--- DATA EXCERPTS ---

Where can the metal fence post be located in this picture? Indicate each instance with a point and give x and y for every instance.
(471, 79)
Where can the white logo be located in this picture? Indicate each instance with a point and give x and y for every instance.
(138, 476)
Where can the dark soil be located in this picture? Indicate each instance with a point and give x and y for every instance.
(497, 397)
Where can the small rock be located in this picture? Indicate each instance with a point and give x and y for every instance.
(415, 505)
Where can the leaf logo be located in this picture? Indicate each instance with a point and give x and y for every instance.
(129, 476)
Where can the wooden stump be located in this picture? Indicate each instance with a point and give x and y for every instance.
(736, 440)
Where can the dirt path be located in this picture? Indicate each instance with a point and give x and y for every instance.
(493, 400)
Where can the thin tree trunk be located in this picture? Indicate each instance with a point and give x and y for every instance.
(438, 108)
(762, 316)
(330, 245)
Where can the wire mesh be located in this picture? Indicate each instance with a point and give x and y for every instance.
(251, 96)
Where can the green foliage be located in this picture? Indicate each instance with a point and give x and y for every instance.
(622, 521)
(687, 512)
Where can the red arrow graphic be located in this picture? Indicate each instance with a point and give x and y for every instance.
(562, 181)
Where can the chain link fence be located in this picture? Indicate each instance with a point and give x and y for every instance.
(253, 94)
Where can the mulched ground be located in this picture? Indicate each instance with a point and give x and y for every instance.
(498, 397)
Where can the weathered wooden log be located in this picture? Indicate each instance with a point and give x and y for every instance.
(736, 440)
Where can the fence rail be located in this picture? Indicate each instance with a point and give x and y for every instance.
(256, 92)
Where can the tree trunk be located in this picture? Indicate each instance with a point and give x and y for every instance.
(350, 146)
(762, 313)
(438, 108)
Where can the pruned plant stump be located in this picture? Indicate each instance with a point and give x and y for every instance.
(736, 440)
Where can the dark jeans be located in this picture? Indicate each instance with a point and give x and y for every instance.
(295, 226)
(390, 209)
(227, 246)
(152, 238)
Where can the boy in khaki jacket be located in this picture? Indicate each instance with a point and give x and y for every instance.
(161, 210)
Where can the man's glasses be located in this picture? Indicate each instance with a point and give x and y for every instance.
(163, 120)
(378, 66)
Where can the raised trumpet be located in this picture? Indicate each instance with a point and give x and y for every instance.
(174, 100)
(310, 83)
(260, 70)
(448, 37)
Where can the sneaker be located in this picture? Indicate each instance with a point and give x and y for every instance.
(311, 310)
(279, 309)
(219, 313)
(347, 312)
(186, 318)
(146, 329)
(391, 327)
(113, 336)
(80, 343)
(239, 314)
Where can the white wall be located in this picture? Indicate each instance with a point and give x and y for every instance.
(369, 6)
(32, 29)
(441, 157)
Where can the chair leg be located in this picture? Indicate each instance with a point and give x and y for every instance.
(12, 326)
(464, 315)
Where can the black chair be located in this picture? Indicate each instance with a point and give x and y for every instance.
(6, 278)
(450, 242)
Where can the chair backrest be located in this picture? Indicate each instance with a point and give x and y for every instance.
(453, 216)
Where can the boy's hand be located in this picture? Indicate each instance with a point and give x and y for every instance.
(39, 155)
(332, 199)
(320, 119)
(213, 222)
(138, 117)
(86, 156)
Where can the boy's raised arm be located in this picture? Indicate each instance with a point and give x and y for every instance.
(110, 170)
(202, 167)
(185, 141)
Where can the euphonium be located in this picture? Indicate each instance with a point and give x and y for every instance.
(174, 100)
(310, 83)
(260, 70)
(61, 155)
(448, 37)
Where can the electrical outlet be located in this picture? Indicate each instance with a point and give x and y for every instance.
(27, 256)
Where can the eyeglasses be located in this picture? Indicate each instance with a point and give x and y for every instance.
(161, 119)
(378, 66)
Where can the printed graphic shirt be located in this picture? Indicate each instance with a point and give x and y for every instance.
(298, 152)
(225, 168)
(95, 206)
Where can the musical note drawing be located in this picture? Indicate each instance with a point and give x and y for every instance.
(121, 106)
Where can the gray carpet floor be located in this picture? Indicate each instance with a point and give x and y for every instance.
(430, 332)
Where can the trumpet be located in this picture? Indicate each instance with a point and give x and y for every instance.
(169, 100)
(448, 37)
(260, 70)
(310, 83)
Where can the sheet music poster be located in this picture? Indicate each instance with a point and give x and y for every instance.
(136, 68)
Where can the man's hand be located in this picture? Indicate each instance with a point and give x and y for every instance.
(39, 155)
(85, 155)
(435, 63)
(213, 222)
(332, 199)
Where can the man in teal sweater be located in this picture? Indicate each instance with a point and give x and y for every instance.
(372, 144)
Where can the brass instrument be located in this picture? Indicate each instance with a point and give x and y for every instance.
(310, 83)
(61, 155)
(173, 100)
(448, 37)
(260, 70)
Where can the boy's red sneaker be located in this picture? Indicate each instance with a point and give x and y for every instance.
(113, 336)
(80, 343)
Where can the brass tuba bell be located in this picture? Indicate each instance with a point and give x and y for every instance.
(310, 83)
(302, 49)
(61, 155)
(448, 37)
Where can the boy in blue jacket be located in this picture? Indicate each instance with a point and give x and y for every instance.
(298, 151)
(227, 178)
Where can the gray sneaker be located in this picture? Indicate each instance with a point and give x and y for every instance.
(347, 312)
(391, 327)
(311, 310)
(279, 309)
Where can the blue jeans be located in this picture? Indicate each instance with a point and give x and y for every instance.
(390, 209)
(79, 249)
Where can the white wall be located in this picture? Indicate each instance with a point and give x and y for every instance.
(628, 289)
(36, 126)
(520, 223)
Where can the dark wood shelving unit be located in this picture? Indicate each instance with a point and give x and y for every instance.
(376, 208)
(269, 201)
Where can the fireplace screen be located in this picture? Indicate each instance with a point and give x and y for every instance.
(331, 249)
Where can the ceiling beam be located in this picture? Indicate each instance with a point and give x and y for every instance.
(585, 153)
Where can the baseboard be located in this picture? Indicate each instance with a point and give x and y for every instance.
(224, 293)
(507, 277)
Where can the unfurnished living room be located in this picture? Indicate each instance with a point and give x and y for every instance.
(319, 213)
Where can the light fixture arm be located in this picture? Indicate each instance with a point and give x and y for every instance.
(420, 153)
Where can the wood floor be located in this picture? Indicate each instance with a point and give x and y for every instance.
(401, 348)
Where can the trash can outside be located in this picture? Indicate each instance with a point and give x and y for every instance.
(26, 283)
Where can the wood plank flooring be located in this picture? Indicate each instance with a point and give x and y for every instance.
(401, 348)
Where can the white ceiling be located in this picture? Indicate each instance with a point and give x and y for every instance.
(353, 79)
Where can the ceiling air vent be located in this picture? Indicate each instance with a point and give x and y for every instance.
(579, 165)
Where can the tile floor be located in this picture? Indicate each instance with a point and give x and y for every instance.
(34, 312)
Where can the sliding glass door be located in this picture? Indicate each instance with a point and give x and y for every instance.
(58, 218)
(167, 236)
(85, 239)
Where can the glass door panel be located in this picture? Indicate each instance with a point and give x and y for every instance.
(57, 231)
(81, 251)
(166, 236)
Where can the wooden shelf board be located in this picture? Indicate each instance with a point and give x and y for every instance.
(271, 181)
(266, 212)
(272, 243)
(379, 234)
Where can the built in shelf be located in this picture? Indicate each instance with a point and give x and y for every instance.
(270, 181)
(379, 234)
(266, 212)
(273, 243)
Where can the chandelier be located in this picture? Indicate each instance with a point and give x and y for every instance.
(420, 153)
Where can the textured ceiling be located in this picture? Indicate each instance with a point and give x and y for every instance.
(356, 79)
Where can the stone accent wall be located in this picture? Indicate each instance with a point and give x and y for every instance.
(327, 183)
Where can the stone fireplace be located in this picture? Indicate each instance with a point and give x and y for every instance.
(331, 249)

--- DO THIS ---
Print the whole listing again, exactly.

--- SOLUTION BELOW ---
Where can the metal fence post be located in this picture? Indicate each instance with a point and give x and y for every instance.
(471, 79)
Where can the white logo be located in this picture? Indicate each instance with a point and give x and y for every instance.
(138, 476)
Where can the dark soil be located in this picture? Indicate each instance with a point and give x and y for every instance.
(497, 397)
Where can the small rock be located in this picture? Indicate each instance with a point and give x and y for every instance.
(415, 505)
Where can the leaf logo be located in this picture? Indicate each instance with a point and give x and y for every instance.
(129, 476)
Where can the wooden stump be located in this picture? Indicate each instance with a point and give x and y for every instance.
(736, 440)
Where can the dirt path be located in this picture? Indicate each instance with a point and give x and y for every instance.
(493, 400)
Where can the thin tree trunk be located in this picture? Indicate each instance with a point and give x and y for every instance.
(438, 108)
(762, 316)
(330, 245)
Where can the wire mesh be located in this picture? Indicate each instance with a point and give x and y for every instance.
(251, 96)
Where can the green foliage be located in this picture? Indicate each instance with a point and give x and y for every instance.
(622, 521)
(687, 512)
Where can the red arrow graphic be located in this picture? Indicate each instance with a point and give x and y for every instance.
(562, 181)
Where can the chain link fence be located in this picture? Indicate each instance with a point and give x and y for every instance.
(253, 94)
Where can the mulched ground be located in this picture? Indicate each instance with a point and give x and y for every instance.
(498, 397)
Where can the weathered wooden log be located in this picture? Indicate each instance with a point and give x and y for every instance.
(736, 440)
Where can the fence rail be located in this picture? Indicate each instance with a point and give x and y for every instance.
(256, 92)
Where can the tree trunk be located in this picture? Indicate each instance with a point and give x and y for every instance.
(350, 146)
(762, 313)
(438, 108)
Where can the pruned plant stump be located in this picture? Indicate each instance with a point and give x and y for every instance.
(736, 440)
Where can the dark jeans be located in this picture? Indicate each instance with a point and give x and y for every instance.
(295, 226)
(390, 209)
(227, 246)
(152, 238)
Where can the boy in khaki jacket be located in this picture? Indicate each instance with a point and give x and y for every instance.
(161, 210)
Where can the man's glasses be located in this picture? Indicate each instance with a point and give x and y for every instance.
(163, 120)
(378, 66)
Where can the raised trumpet be located in this picture? Indicate each instance with a point and give x and y for every instance.
(174, 100)
(310, 83)
(260, 70)
(448, 37)
Where can the sneaker be located in this picture? Indicate each instance with a point and give x and y for every instance.
(311, 310)
(279, 309)
(219, 313)
(347, 312)
(186, 318)
(146, 329)
(391, 327)
(113, 336)
(80, 343)
(239, 314)
Where can the white wall be located in this picture? Indicate each instance with a point and give x and y for every instance.
(369, 6)
(32, 29)
(441, 157)
Where can the chair leg be located in this picture? Indicate each instance with a point and give x and y for every instance.
(12, 326)
(464, 315)
Where can the black chair be located in this picture? Indicate each instance with a point and give x and y for every instance.
(6, 278)
(450, 242)
Where can the chair backrest be located in this picture? Indicate each instance with a point and give x and y for every instance.
(453, 216)
Where can the boy's hand be located in this picture? Indicate each instance with a point and give x and y for every instance.
(39, 155)
(332, 199)
(320, 119)
(213, 222)
(138, 117)
(86, 156)
Where can the boy's raised arm be located in this picture? Indicate each instance with a point and give x and y for every instance.
(110, 170)
(202, 167)
(185, 141)
Where can the euphonium be located in this picture? Indicate each instance with a point and give x and y for every instance.
(174, 100)
(310, 83)
(260, 70)
(61, 155)
(448, 37)
Where can the electrical outlet be located in this picture? Indicate each instance with a point and give x and y for every instance.
(27, 256)
Where can the eyeglasses be located in this picture? Indicate each instance with a point and give x and y for every instance.
(161, 119)
(378, 66)
Where can the printed graphic shirt be located in this picture? Indicate each instance with a point and give x and y for every instance.
(298, 152)
(225, 168)
(95, 206)
Where can the musical note drawing be located in this picture? Indicate each instance with a point and give x and y for every instance.
(121, 106)
Where can the gray carpet floor be located in this picture? Indicate each instance with a point and give x and y for every instance.
(430, 332)
Where can the trumpet be located in this picture? Indicate each instance with a point and give x and y for every instance.
(169, 100)
(448, 37)
(260, 70)
(310, 83)
Where can the sheet music poster be located in this picture? Indicate each instance with a point and give x and y for every instance.
(136, 68)
Where can the man's hand be located in this picture? Indicate each instance with a point and give x and y for every instance.
(39, 155)
(85, 155)
(435, 63)
(213, 222)
(332, 199)
Where can the man in teal sweater be located in this picture? Indicate each instance with a point and give x and y for every instance.
(372, 144)
Where can the brass instrument be located in this picture? Indicate each instance with a point and give x and y for every instance.
(310, 83)
(61, 155)
(173, 100)
(448, 37)
(260, 70)
Where can the boy's red sneaker be located in this picture? Indicate each instance with a point and give x and y for every instance.
(113, 336)
(80, 343)
Where can the brass tuba bell be located in this picture? Indicate each instance with a point and give x and y for every instance.
(310, 83)
(302, 49)
(61, 155)
(448, 37)
Where can the boy in blue jacket be located in this picture? Indicate each instance with a point and give x and y for every instance.
(298, 151)
(227, 178)
Where can the gray sneaker be located in this picture? Indicate each instance with a point and give x and y for every instance.
(347, 312)
(391, 327)
(311, 310)
(279, 309)
Where can the blue jeans be located in this picture? Indicate each instance with a point and give x and y for every instance.
(390, 209)
(79, 249)
Where can the white wall be located in this picture? Indicate each instance with a point and give x and y for every instance.
(628, 289)
(36, 126)
(520, 223)
Where can the dark wood shelving unit be located in this picture? Indicate each instance with a point and give x and y for every instance.
(376, 208)
(269, 201)
Where can the fireplace screen be located in this picture? Indicate each instance with a point and give x and y for every instance.
(331, 249)
Where can the ceiling beam be located in this picture? Indicate each instance with a point and give x and y for every instance.
(585, 153)
Where can the baseboard be located in this picture? Indicate each instance with a point and give x and y for every instance.
(224, 293)
(507, 277)
Where can the unfurnished living room be located in this picture? Indicate each instance with a point and give x and y for every instance.
(319, 213)
Where can the light fixture arm be located in this picture? Indicate each instance with a point and give x and y for every instance.
(420, 153)
Where can the wood floor be located in this picture? Indicate each instance with a point and give x and y for every instance.
(401, 348)
Where can the trash can outside be located in this picture? Indicate each instance with a point and give x and y for every instance.
(26, 283)
Where can the wood plank flooring be located in this picture? Indicate each instance with a point and give x and y for every instance.
(401, 348)
Where can the white ceiling be located in this picture? Indicate each instance with a point and give x and y for every instance.
(353, 79)
Where can the ceiling air vent be located in this picture? Indicate each instance with a point and give x and y for every instance.
(579, 165)
Where can the tile floor be located in this picture? Indicate each instance with a point and give x and y for every instance.
(34, 312)
Where can the sliding glass door be located in this picture? Indicate each instance with a point and give x and y for every instance.
(58, 218)
(167, 236)
(85, 239)
Where can the glass door panel be located in this picture? Indicate each instance with a point and give x and y for every instance.
(57, 231)
(81, 251)
(166, 236)
Where can the wooden shelf board be located in this picture? Indicate each instance with a point and give x and y for every instance.
(271, 181)
(266, 212)
(272, 243)
(379, 234)
Where can the built in shelf be located in this picture? Indicate each instance with a point and give x and y for every instance.
(270, 181)
(379, 234)
(266, 212)
(273, 243)
Where can the chandelier be located in this picture? Indicate each instance with a point and give x and y for every instance.
(420, 153)
Where can the textured ceiling be located in this picture? Indicate each instance with a point and give x and y for every instance.
(356, 79)
Where can the stone accent wall be located in this picture? Indicate each instance with a point and give x and y for every instance.
(327, 183)
Where can the stone fireplace be located in this picture? Indicate each instance with a point and give x and y for every instance.
(331, 249)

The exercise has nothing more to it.